(Natural-language object grounding data)
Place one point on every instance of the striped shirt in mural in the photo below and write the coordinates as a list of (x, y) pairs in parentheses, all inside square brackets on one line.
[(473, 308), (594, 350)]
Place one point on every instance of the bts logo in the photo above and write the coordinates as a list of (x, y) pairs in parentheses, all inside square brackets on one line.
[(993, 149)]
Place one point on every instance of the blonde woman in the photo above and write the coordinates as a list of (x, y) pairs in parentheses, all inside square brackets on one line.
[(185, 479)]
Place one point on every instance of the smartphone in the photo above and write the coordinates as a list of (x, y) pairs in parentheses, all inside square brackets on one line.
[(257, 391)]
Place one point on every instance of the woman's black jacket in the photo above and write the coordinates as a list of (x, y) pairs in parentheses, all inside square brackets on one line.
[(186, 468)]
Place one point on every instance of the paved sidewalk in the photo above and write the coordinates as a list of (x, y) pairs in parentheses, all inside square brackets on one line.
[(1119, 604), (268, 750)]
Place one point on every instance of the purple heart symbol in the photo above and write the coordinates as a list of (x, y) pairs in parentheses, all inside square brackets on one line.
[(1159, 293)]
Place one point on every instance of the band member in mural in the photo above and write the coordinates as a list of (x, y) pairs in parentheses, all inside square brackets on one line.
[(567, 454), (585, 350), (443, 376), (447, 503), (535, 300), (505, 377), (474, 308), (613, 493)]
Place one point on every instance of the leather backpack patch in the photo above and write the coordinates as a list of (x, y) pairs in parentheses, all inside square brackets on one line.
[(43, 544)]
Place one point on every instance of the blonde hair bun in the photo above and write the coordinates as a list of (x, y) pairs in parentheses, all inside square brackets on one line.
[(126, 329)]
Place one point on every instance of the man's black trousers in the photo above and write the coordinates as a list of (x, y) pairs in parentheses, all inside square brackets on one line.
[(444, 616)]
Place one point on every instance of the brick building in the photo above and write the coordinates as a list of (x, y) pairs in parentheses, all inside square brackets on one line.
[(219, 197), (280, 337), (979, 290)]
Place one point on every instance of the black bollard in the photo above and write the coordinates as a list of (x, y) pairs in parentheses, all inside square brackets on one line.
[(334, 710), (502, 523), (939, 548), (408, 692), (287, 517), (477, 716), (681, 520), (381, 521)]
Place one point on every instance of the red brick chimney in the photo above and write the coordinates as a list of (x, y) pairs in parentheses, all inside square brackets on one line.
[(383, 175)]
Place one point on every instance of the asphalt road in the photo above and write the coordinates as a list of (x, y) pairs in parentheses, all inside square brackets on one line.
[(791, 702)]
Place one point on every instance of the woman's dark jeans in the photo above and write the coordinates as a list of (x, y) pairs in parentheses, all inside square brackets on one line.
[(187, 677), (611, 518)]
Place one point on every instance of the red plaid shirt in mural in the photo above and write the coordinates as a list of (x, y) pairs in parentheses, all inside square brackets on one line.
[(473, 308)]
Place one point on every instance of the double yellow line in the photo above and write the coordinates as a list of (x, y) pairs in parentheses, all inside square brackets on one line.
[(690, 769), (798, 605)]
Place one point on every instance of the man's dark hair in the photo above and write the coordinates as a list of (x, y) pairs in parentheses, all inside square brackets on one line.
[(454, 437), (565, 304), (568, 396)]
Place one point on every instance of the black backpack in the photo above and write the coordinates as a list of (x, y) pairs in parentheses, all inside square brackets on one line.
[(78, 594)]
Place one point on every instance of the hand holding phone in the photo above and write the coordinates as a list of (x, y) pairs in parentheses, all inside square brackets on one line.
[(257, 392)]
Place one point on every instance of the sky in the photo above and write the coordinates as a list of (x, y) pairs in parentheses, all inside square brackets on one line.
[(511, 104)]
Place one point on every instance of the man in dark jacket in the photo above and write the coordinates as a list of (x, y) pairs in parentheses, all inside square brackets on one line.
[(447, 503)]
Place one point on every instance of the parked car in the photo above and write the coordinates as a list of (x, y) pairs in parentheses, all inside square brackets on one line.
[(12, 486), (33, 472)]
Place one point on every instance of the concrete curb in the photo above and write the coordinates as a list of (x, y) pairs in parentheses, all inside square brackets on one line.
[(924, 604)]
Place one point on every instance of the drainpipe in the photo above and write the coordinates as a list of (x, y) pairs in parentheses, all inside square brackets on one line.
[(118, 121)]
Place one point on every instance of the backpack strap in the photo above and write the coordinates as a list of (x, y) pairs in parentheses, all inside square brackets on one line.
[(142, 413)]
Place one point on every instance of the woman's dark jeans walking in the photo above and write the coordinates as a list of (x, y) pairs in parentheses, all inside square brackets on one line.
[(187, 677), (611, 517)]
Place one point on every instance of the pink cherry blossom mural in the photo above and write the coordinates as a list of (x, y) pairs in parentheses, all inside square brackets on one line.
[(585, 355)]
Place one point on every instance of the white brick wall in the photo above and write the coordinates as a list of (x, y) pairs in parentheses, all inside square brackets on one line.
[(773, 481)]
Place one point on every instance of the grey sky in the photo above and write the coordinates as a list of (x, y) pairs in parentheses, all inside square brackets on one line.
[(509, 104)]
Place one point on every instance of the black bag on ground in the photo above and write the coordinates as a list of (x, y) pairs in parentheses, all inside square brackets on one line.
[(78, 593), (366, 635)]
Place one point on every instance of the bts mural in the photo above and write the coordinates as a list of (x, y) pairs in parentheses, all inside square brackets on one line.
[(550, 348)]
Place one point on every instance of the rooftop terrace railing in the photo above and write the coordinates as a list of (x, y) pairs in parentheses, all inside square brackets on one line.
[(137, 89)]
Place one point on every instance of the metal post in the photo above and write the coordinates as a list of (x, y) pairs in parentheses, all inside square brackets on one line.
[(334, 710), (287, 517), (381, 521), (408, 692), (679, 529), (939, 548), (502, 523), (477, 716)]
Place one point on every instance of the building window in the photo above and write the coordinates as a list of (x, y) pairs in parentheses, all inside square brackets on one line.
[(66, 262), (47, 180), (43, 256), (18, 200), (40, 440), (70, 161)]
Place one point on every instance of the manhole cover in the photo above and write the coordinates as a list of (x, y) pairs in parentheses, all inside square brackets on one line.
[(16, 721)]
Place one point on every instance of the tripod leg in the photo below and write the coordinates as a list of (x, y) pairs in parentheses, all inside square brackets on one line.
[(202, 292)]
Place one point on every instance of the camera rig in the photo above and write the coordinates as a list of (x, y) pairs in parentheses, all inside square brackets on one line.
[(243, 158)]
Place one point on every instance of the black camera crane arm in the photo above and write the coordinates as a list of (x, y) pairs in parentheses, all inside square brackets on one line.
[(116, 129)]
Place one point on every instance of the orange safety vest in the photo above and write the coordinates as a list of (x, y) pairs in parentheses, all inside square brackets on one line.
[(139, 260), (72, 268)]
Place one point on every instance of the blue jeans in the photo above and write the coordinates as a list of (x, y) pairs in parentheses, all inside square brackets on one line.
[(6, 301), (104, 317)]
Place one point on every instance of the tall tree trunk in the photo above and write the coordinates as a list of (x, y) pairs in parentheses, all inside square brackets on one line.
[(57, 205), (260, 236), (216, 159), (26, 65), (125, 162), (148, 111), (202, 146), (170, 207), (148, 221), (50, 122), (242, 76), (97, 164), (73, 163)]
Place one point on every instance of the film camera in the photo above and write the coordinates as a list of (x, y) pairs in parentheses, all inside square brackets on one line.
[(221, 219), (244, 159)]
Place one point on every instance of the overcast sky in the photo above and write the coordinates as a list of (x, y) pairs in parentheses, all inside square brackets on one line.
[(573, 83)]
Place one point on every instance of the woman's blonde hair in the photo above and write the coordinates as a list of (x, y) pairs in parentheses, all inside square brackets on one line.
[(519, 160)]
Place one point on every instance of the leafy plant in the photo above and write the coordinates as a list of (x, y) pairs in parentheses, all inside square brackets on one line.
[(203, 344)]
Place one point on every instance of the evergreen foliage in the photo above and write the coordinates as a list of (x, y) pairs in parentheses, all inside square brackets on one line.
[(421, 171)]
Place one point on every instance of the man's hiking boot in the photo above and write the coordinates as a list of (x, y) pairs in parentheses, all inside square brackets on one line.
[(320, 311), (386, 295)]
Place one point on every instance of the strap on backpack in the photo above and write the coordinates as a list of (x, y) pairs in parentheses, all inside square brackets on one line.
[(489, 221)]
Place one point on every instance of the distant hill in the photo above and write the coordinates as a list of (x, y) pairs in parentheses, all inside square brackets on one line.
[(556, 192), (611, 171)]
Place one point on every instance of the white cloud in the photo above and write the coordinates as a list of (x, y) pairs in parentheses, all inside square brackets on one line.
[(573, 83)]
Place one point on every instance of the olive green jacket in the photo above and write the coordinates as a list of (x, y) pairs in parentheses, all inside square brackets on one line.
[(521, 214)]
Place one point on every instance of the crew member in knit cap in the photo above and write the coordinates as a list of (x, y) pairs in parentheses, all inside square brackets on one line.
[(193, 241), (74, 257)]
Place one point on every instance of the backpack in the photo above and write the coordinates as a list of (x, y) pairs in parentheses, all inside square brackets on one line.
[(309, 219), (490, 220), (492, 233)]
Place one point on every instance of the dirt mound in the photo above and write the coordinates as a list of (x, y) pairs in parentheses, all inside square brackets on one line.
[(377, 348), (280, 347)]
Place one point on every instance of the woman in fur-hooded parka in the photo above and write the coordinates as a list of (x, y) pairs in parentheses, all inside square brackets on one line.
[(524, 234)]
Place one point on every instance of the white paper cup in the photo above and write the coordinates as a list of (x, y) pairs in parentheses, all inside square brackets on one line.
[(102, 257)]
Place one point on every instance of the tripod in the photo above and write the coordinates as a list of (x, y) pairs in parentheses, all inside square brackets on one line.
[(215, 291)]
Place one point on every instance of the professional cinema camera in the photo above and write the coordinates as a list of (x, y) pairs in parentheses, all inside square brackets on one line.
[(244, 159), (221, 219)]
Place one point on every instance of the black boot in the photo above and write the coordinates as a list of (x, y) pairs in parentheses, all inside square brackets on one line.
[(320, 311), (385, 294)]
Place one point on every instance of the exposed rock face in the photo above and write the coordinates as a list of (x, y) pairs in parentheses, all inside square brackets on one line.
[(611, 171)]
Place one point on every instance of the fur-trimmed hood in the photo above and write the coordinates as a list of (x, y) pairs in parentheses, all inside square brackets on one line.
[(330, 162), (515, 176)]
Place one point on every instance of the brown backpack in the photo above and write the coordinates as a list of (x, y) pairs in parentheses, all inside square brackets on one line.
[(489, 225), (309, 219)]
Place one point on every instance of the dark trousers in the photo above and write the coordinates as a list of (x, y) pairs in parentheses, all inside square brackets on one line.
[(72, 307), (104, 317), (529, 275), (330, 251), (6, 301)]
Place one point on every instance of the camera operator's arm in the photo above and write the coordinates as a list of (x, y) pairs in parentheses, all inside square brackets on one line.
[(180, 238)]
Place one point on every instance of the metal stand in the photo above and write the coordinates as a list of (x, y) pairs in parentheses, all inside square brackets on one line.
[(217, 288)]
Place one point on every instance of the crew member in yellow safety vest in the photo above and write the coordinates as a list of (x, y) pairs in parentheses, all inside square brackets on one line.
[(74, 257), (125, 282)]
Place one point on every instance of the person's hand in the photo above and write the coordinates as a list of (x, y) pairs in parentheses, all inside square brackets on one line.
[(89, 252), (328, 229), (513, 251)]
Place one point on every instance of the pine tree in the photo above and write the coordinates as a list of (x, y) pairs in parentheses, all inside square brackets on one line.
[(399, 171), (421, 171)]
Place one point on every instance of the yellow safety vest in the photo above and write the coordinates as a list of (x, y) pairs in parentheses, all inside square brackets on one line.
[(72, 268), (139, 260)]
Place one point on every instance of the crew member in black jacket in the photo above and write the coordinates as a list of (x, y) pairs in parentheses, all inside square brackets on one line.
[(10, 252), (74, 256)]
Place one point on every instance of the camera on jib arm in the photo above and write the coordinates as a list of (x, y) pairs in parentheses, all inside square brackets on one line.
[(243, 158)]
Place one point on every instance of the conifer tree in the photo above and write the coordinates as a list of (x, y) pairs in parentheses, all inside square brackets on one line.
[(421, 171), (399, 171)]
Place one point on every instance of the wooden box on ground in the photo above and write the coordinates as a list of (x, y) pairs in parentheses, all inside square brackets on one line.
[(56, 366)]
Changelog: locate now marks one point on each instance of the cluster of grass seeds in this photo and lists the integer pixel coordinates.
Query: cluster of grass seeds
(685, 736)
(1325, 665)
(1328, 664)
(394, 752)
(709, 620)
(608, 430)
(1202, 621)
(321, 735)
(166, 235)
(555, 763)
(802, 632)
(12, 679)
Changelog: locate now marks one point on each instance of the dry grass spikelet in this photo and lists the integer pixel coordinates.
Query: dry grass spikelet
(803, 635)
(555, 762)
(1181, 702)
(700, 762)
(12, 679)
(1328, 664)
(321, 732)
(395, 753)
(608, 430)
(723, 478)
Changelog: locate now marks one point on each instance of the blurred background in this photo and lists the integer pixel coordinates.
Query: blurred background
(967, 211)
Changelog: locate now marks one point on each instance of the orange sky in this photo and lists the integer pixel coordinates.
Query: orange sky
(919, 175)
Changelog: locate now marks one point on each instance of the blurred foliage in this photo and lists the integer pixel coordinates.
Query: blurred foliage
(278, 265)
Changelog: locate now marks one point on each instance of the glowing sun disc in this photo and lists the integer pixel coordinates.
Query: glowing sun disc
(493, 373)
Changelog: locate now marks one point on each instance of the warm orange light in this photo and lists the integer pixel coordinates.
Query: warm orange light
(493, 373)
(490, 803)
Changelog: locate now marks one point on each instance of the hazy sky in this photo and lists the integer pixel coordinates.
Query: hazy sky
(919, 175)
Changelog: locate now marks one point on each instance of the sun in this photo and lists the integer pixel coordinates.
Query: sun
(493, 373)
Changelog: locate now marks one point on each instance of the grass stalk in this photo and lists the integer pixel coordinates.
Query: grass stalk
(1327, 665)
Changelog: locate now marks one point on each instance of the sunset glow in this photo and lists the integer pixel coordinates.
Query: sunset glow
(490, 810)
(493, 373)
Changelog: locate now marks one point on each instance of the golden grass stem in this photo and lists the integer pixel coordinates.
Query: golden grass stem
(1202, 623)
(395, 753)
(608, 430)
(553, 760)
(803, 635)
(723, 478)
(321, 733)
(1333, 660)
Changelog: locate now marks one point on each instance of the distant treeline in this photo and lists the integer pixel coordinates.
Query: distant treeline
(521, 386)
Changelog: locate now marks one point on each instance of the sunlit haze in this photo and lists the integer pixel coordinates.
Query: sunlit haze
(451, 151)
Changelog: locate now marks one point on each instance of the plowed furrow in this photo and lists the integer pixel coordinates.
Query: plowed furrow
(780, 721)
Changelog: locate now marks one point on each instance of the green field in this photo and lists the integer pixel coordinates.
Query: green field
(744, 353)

REQUIRED ACTION ->
Your answer should consist only of the lines above between the line holding "Query: cluster of grass seeds" and the line holding "the dry grass", inclusive, each transcribed exactly.

THE ANSWER ->
Query: cluster of grass seeds
(685, 736)
(1325, 665)
(1328, 664)
(394, 752)
(709, 620)
(608, 430)
(1202, 621)
(321, 735)
(166, 235)
(555, 763)
(802, 632)
(12, 679)
Changelog: locate now marks one point on each instance of the dry grass spikelet in this photo and lists the integer pixel coordinates.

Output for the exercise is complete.